__TRY IT__.
Please write out all of the entries exactly as they appear.

=======

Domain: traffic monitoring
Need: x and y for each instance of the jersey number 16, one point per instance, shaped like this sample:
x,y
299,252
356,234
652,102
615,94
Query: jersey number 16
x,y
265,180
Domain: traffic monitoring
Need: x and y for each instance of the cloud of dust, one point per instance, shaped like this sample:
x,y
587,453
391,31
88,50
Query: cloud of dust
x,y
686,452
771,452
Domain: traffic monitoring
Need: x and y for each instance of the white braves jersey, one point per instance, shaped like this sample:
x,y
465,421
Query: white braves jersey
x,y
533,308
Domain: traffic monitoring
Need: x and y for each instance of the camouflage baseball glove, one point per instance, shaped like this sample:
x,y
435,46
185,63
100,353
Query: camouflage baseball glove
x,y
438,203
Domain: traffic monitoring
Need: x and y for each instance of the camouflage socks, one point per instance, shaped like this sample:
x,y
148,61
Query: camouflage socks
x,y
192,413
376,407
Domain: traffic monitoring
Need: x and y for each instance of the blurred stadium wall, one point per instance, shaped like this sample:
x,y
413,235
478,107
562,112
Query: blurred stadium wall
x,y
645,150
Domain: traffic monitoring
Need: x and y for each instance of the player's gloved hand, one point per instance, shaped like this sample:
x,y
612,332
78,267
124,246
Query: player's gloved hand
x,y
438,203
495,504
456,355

=======

__ANSWER BOX__.
Domain: traffic monitoring
Need: x and y for each instance of the jersey number 16, one point per instance, shaped like this sample:
x,y
299,252
356,234
652,102
615,94
Query: jersey number 16
x,y
265,180
Domain: traffic monitoring
Need: x and y for each instance of the cloud of dust, one point per instance, shaped like this sample:
x,y
587,453
391,31
88,50
Query: cloud of dust
x,y
686,452
771,452
Domain: traffic monitoring
Need: x and y for each instance of the white braves jersey, one point per instance, shaped like this sample:
x,y
465,421
Query: white braves jersey
x,y
533,308
Domain: traffic monitoring
Need: x and y for each instance of the camouflage baseball glove, one point per instance, shaped like this sample:
x,y
435,46
185,63
100,353
Query: camouflage baseball glove
x,y
438,203
Domain: traffic monitoring
Need: x and y for each instance of the camouflage socks, one point per instance, shaped like this sample:
x,y
148,61
Query: camouflage socks
x,y
192,413
376,407
Domain: traffic monitoring
Need: x and y for each instance of the blurred stadium wall, one point per instance, shaped like this sample:
x,y
413,235
478,107
562,112
Query: blurred stadium wall
x,y
645,150
Domain: traffic monitoring
Need: x and y for each instance of the player's gloved hand, one point per instance, shaped like this sample:
x,y
612,332
78,267
124,246
Query: player's gloved hand
x,y
438,203
495,504
456,355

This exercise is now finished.